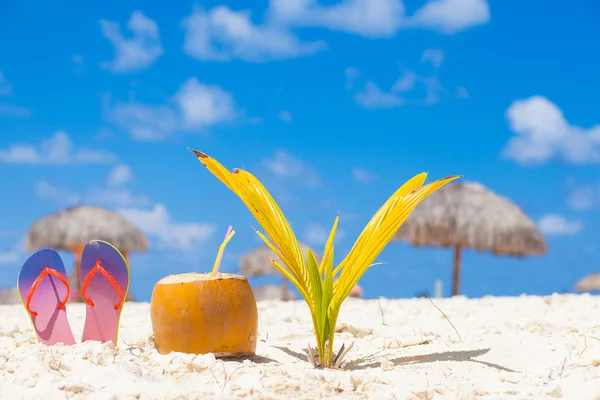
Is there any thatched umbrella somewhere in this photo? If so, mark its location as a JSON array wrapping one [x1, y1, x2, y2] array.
[[25, 206, 148, 300], [253, 285, 296, 301], [240, 243, 320, 300], [392, 182, 548, 295], [575, 274, 600, 292]]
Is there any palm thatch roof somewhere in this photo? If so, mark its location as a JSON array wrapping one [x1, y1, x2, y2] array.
[[253, 285, 296, 301], [240, 243, 320, 276], [575, 274, 600, 292], [393, 182, 548, 256], [25, 205, 148, 252]]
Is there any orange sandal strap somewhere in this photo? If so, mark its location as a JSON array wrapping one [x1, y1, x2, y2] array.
[[81, 260, 125, 310], [25, 267, 71, 317]]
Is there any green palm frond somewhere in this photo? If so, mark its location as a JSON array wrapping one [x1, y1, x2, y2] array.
[[192, 150, 459, 367]]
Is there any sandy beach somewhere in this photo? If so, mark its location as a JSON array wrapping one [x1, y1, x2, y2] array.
[[0, 295, 600, 400]]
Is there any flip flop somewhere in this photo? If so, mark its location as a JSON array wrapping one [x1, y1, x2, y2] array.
[[17, 249, 75, 346], [80, 240, 129, 345]]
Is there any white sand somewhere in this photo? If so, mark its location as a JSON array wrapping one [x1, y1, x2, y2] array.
[[0, 295, 600, 400]]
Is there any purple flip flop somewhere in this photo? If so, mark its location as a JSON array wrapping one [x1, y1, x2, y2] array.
[[17, 249, 75, 345], [80, 240, 130, 345]]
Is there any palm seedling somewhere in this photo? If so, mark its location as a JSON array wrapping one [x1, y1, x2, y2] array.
[[190, 149, 459, 367]]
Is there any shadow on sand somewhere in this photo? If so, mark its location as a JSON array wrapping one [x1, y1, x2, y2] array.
[[273, 346, 517, 372]]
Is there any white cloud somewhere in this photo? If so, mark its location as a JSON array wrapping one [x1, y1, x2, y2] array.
[[71, 54, 83, 73], [352, 167, 377, 183], [269, 0, 490, 38], [502, 96, 600, 165], [0, 104, 31, 117], [35, 164, 151, 207], [175, 78, 236, 129], [100, 11, 163, 73], [108, 101, 180, 141], [538, 214, 583, 236], [35, 181, 151, 207], [353, 81, 406, 109], [263, 150, 322, 188], [108, 78, 238, 141], [410, 0, 490, 34], [269, 0, 405, 37], [304, 223, 344, 246], [567, 184, 600, 210], [107, 164, 133, 186], [277, 110, 294, 124], [456, 86, 469, 99], [117, 204, 215, 250], [421, 49, 444, 69], [182, 6, 325, 62], [0, 71, 12, 96], [0, 131, 116, 165], [345, 49, 458, 109]]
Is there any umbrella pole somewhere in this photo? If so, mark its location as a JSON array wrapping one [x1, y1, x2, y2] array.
[[452, 246, 462, 296], [281, 276, 287, 301]]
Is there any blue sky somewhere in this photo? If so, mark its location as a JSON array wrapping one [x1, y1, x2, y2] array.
[[0, 0, 600, 300]]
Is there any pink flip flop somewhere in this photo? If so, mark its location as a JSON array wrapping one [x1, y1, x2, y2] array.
[[80, 240, 129, 345], [17, 249, 75, 345]]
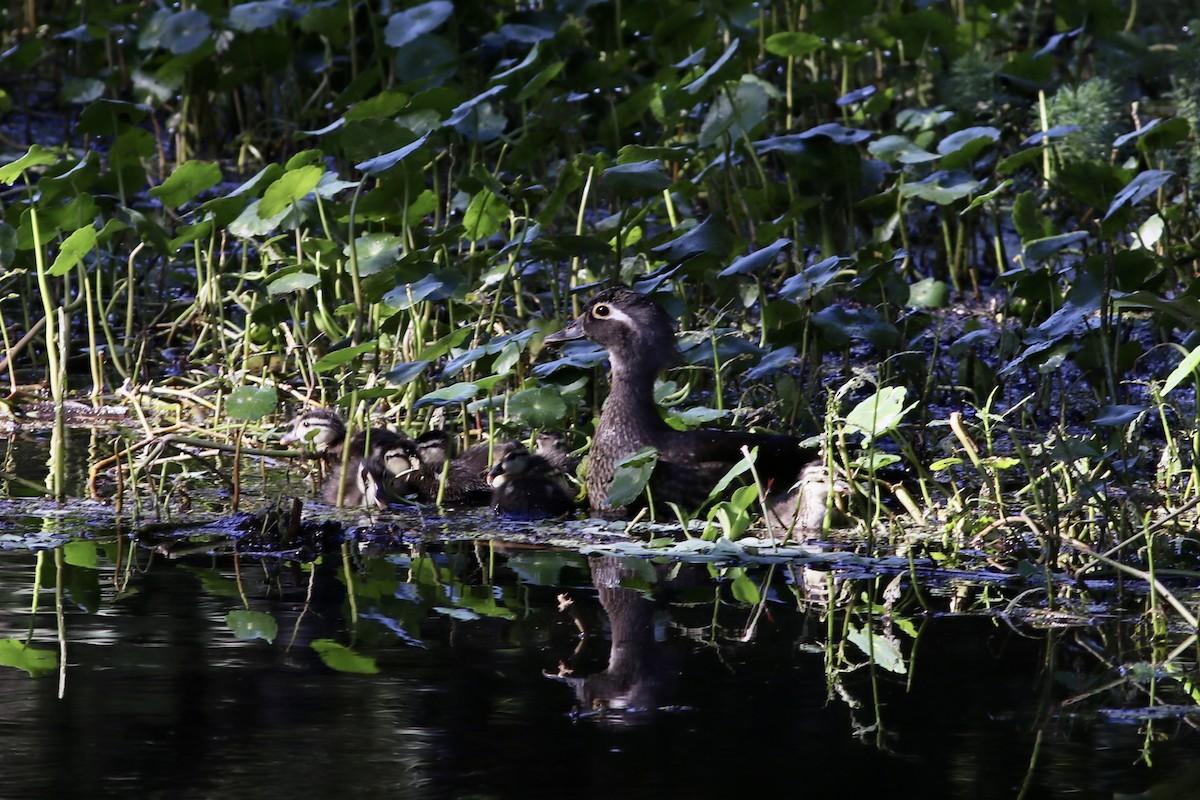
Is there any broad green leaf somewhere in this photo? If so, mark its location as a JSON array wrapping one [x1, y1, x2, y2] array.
[[226, 609, 280, 642], [50, 225, 96, 276], [312, 639, 379, 675], [718, 239, 792, 278], [0, 144, 59, 186], [312, 339, 379, 372], [0, 639, 59, 678], [150, 161, 221, 209], [509, 386, 566, 428], [1104, 169, 1175, 219], [416, 383, 479, 408], [866, 136, 941, 164], [266, 272, 320, 295], [355, 133, 430, 175], [600, 160, 671, 198], [764, 31, 824, 59], [258, 164, 325, 219], [846, 386, 912, 444], [383, 361, 430, 386], [226, 386, 276, 422], [383, 0, 454, 48], [846, 624, 908, 675], [462, 188, 510, 241], [730, 567, 762, 606], [1163, 345, 1200, 397], [684, 36, 742, 95], [604, 447, 659, 509], [62, 541, 98, 570]]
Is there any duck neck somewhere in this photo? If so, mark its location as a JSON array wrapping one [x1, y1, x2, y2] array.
[[600, 355, 666, 435]]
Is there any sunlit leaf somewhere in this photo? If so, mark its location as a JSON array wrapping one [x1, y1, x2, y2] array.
[[226, 386, 276, 421], [605, 447, 659, 509], [258, 164, 325, 219], [383, 0, 454, 48], [50, 225, 96, 276], [312, 341, 379, 372], [312, 639, 379, 675], [0, 144, 59, 186], [416, 383, 479, 408], [1104, 169, 1175, 219], [150, 161, 221, 209], [226, 609, 280, 642], [0, 639, 59, 678], [846, 386, 912, 444]]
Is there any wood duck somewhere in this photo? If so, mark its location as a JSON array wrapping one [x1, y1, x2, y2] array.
[[280, 409, 412, 506], [545, 287, 818, 516], [487, 444, 575, 518], [536, 431, 582, 475]]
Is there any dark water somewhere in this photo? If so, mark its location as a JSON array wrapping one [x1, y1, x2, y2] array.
[[0, 532, 1200, 799], [0, 431, 1200, 800]]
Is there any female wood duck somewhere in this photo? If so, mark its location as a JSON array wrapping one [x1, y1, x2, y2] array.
[[487, 444, 575, 519], [280, 409, 412, 506], [545, 287, 818, 516]]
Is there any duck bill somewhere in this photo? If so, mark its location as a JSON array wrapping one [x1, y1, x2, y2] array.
[[542, 319, 586, 343]]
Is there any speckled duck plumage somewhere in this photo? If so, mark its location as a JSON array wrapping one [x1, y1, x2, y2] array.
[[487, 445, 575, 519], [546, 287, 817, 515]]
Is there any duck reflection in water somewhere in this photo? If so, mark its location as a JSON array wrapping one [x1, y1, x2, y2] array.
[[546, 557, 682, 723]]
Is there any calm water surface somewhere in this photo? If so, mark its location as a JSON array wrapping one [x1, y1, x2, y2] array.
[[0, 431, 1200, 800]]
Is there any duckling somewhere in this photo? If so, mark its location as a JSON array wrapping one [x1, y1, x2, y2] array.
[[536, 431, 582, 475], [487, 444, 575, 518], [356, 439, 421, 509], [280, 409, 408, 506], [767, 463, 850, 539], [545, 287, 818, 516], [412, 431, 505, 505]]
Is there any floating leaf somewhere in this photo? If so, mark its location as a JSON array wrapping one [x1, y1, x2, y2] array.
[[50, 225, 96, 276], [383, 0, 454, 48], [0, 639, 59, 678], [416, 383, 479, 408], [1163, 345, 1200, 397], [605, 447, 659, 509], [258, 164, 325, 219], [150, 161, 221, 209], [846, 386, 912, 445], [600, 160, 671, 198], [508, 386, 566, 428], [764, 31, 824, 59], [312, 339, 379, 372], [226, 609, 280, 642], [312, 639, 379, 675], [0, 144, 59, 186], [226, 386, 276, 422], [1104, 169, 1175, 219]]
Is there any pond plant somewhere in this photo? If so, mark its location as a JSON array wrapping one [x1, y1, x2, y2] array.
[[0, 0, 1200, 767]]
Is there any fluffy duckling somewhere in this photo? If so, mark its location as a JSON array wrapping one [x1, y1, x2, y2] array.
[[535, 431, 582, 475], [356, 439, 421, 509], [767, 463, 850, 539], [280, 409, 412, 506], [487, 445, 575, 518], [413, 431, 511, 505]]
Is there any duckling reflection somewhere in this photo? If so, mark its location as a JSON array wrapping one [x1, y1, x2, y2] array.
[[546, 557, 680, 722], [280, 409, 412, 506]]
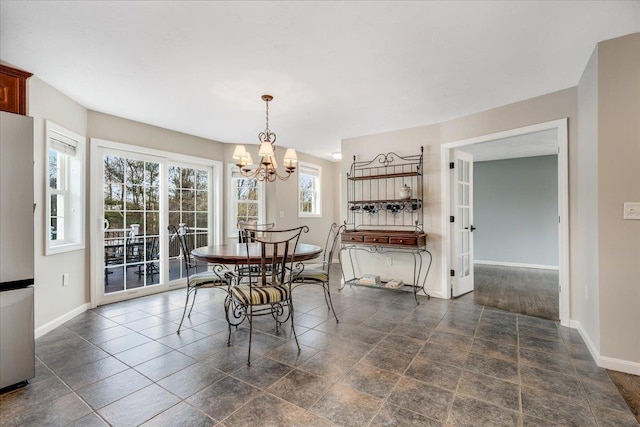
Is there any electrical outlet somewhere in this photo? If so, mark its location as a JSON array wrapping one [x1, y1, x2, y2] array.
[[623, 202, 640, 219]]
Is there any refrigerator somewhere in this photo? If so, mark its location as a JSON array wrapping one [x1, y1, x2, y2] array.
[[0, 111, 35, 389]]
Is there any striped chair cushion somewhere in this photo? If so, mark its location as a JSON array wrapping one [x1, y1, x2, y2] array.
[[189, 270, 229, 288], [295, 268, 329, 282], [231, 285, 289, 305]]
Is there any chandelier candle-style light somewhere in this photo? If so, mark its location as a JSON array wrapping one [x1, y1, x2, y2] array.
[[233, 95, 298, 182]]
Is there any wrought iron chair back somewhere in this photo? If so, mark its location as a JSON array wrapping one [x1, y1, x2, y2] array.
[[294, 223, 346, 322], [238, 221, 276, 243], [226, 226, 309, 365], [167, 224, 233, 334]]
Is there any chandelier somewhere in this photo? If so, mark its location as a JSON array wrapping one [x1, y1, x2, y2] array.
[[233, 95, 298, 182]]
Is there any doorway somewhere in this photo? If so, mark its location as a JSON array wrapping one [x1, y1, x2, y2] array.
[[442, 119, 569, 326]]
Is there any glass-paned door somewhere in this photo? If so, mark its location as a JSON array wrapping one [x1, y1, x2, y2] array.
[[102, 153, 162, 295], [451, 150, 474, 297], [167, 163, 212, 280]]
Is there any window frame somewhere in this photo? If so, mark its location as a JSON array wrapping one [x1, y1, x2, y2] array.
[[297, 162, 322, 218], [227, 163, 266, 239], [44, 120, 86, 255]]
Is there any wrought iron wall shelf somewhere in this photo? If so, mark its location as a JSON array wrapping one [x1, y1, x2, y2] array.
[[340, 147, 432, 303]]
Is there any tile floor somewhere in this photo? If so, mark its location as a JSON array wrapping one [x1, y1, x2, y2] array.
[[0, 276, 637, 427]]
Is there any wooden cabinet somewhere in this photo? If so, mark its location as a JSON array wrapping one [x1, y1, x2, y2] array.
[[342, 229, 427, 248], [0, 64, 33, 116]]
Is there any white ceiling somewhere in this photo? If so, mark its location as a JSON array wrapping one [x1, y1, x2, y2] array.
[[0, 0, 640, 159], [458, 129, 558, 162]]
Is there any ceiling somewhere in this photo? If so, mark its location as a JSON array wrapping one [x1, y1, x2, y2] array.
[[0, 0, 640, 159], [458, 129, 558, 162]]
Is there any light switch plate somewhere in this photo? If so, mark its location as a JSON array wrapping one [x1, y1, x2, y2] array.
[[623, 202, 640, 219]]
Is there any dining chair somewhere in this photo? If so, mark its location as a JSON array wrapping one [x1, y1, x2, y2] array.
[[293, 222, 346, 323], [235, 220, 276, 276], [167, 224, 233, 334], [238, 221, 276, 243], [225, 225, 309, 366]]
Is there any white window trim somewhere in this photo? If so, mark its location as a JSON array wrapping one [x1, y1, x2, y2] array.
[[44, 120, 86, 255], [89, 138, 223, 308], [296, 162, 322, 218], [227, 163, 267, 239]]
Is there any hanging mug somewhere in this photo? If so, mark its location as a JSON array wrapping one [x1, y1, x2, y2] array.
[[400, 184, 411, 200]]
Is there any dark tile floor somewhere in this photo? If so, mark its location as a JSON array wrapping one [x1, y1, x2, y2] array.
[[0, 272, 637, 427]]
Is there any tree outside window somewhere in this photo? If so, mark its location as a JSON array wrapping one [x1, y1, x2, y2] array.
[[298, 162, 322, 217]]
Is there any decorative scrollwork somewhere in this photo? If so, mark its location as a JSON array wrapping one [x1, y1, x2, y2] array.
[[224, 295, 247, 326]]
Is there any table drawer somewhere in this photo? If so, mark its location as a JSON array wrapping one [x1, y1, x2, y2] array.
[[342, 234, 364, 243], [389, 237, 418, 246], [364, 236, 389, 243]]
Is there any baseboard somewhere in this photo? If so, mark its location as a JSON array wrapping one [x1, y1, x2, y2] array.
[[598, 356, 640, 375], [418, 289, 449, 299], [569, 319, 600, 363], [34, 303, 91, 338], [473, 259, 560, 270], [571, 320, 640, 375]]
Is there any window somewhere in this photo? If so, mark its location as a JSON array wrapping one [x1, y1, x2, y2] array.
[[229, 165, 265, 237], [298, 162, 322, 217], [45, 121, 85, 255]]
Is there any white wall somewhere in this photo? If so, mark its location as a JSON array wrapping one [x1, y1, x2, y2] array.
[[28, 83, 337, 334], [27, 76, 89, 329], [342, 33, 640, 374], [341, 88, 578, 298], [224, 144, 339, 246], [571, 46, 600, 352], [597, 33, 640, 368]]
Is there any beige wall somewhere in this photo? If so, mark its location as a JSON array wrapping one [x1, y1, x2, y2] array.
[[341, 88, 578, 298], [571, 47, 600, 351], [597, 33, 640, 366], [224, 144, 339, 246], [27, 76, 89, 329], [87, 110, 224, 160], [28, 83, 337, 332], [341, 34, 640, 374]]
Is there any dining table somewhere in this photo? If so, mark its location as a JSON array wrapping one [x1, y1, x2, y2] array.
[[191, 243, 322, 265]]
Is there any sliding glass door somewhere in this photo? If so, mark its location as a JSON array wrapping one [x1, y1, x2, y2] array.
[[167, 163, 211, 280], [95, 148, 213, 304]]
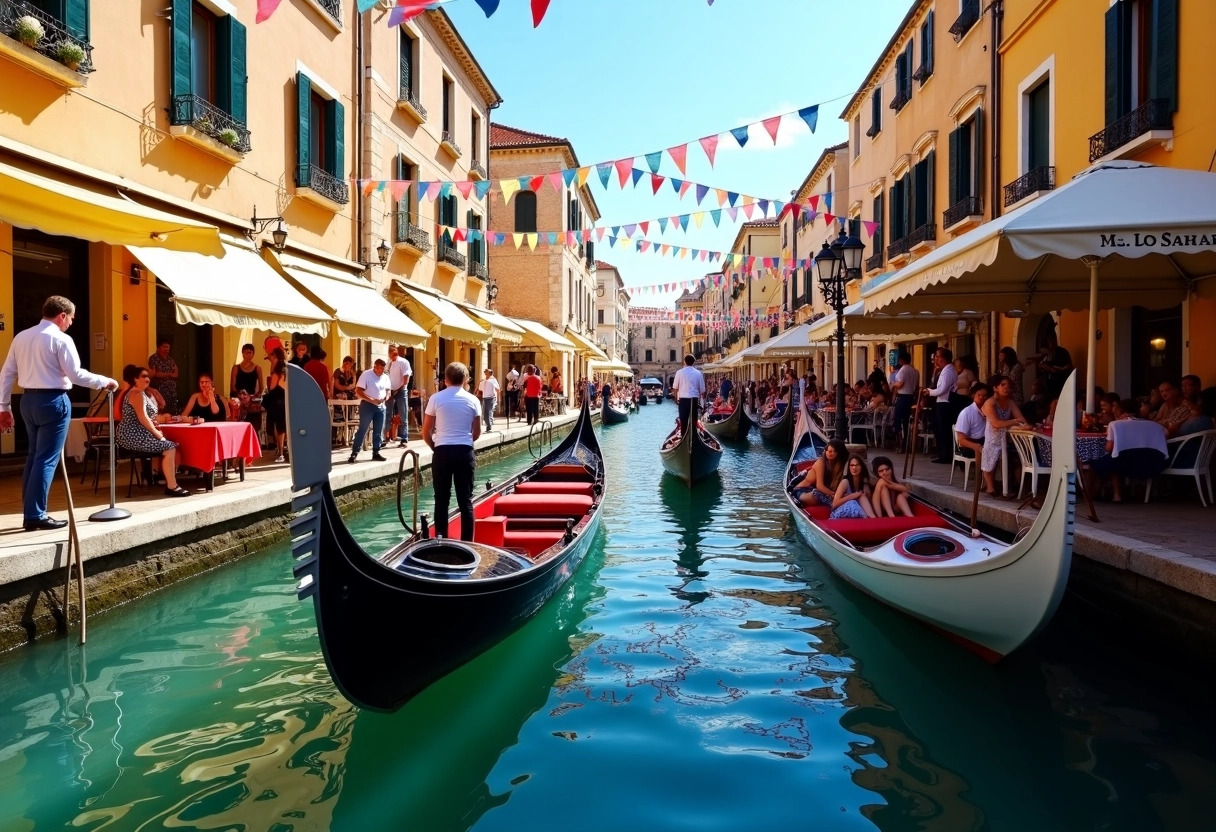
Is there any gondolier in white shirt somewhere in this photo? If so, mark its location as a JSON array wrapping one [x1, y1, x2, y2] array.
[[671, 355, 705, 435], [0, 294, 118, 532]]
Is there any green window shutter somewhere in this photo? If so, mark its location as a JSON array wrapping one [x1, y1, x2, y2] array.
[[62, 0, 89, 43], [325, 101, 347, 179], [1149, 0, 1178, 113], [170, 0, 195, 97], [295, 72, 313, 187]]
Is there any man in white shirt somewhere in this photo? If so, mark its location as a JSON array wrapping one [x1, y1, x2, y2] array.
[[347, 359, 393, 463], [384, 344, 413, 448], [471, 367, 499, 431], [671, 355, 705, 434], [924, 347, 958, 465], [422, 361, 482, 540], [0, 294, 118, 532], [951, 382, 991, 461]]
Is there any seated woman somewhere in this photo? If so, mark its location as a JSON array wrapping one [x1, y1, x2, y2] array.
[[114, 367, 190, 496], [872, 456, 912, 517], [828, 454, 874, 519], [792, 439, 849, 507], [181, 372, 227, 422]]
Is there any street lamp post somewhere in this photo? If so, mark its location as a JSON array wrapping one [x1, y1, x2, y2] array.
[[815, 224, 866, 442]]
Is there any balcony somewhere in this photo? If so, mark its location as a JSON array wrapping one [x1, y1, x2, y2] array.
[[393, 210, 430, 255], [1090, 99, 1173, 163], [866, 248, 884, 275], [0, 0, 94, 88], [439, 130, 461, 159], [435, 240, 468, 274], [950, 0, 980, 44], [295, 164, 350, 214], [1004, 165, 1055, 208], [169, 95, 252, 164], [941, 196, 984, 234]]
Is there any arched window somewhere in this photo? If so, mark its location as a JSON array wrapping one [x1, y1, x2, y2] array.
[[516, 191, 536, 234]]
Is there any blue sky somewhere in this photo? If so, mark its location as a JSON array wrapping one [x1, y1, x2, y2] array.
[[444, 0, 911, 305]]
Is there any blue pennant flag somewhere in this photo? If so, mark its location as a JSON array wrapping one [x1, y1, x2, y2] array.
[[798, 105, 820, 133]]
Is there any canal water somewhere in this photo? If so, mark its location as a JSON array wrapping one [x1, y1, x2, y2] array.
[[0, 404, 1216, 832]]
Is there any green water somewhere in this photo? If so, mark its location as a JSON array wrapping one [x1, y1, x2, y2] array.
[[0, 404, 1216, 832]]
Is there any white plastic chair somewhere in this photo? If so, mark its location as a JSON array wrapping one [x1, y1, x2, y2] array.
[[947, 425, 980, 491], [1009, 431, 1052, 500], [1144, 431, 1216, 507]]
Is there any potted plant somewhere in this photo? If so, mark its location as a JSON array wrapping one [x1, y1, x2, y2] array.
[[12, 15, 46, 49], [55, 40, 84, 72]]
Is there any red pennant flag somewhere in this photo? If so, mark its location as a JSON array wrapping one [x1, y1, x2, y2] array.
[[764, 116, 781, 145], [668, 145, 688, 176], [615, 158, 634, 187]]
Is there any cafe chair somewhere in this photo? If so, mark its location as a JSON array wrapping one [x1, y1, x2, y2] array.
[[1144, 431, 1216, 507], [1008, 431, 1052, 500], [947, 425, 980, 491]]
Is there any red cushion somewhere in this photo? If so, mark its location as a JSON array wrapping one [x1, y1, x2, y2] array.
[[815, 512, 950, 546], [494, 494, 592, 517], [502, 530, 564, 557], [514, 480, 595, 496]]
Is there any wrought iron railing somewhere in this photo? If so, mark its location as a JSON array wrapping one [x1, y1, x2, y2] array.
[[0, 0, 94, 74], [439, 130, 461, 156], [169, 95, 252, 153], [438, 240, 468, 271], [393, 210, 430, 254], [295, 164, 350, 206], [1004, 165, 1055, 208], [950, 0, 980, 44], [316, 0, 342, 23], [1090, 99, 1173, 162], [941, 196, 984, 229]]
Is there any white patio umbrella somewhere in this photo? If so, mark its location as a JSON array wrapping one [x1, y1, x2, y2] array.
[[862, 162, 1216, 411]]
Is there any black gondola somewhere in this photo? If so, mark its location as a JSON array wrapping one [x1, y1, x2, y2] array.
[[599, 404, 629, 425], [287, 367, 604, 712], [704, 395, 753, 442], [659, 399, 722, 485]]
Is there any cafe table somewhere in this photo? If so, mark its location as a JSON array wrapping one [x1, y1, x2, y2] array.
[[158, 422, 261, 491]]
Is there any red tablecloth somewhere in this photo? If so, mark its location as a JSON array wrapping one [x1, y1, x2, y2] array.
[[159, 422, 261, 472]]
#####
> Instructions for the task: Rewrite every line of the entries starting at the line containing "Is there any potted" and ending at the line containing "425, 980, 491]]", including both of those lines, and shift each bounding-box coordinate by adding -103 to it.

> Output for this task:
Is there any potted plant somewhere in this photo? If so, mark its location as a JSON array wrapping one [x1, y1, x2, y2] array.
[[-91, -88, -57, -54], [-48, -63, -19, -31]]
Is there any red pennant flag somewhere in this photo? If so, mark its location as a JSON array wrapping one [x1, y1, x2, y2] array.
[[661, 13, 678, 42], [565, 42, 585, 73], [512, 55, 531, 84]]
Is there any cafe chair somewhere in this photo? If so, mark its location as a JSON array wrapping one [x1, y1, x2, y2] array.
[[1041, 328, 1113, 404], [905, 328, 949, 397], [844, 322, 877, 388]]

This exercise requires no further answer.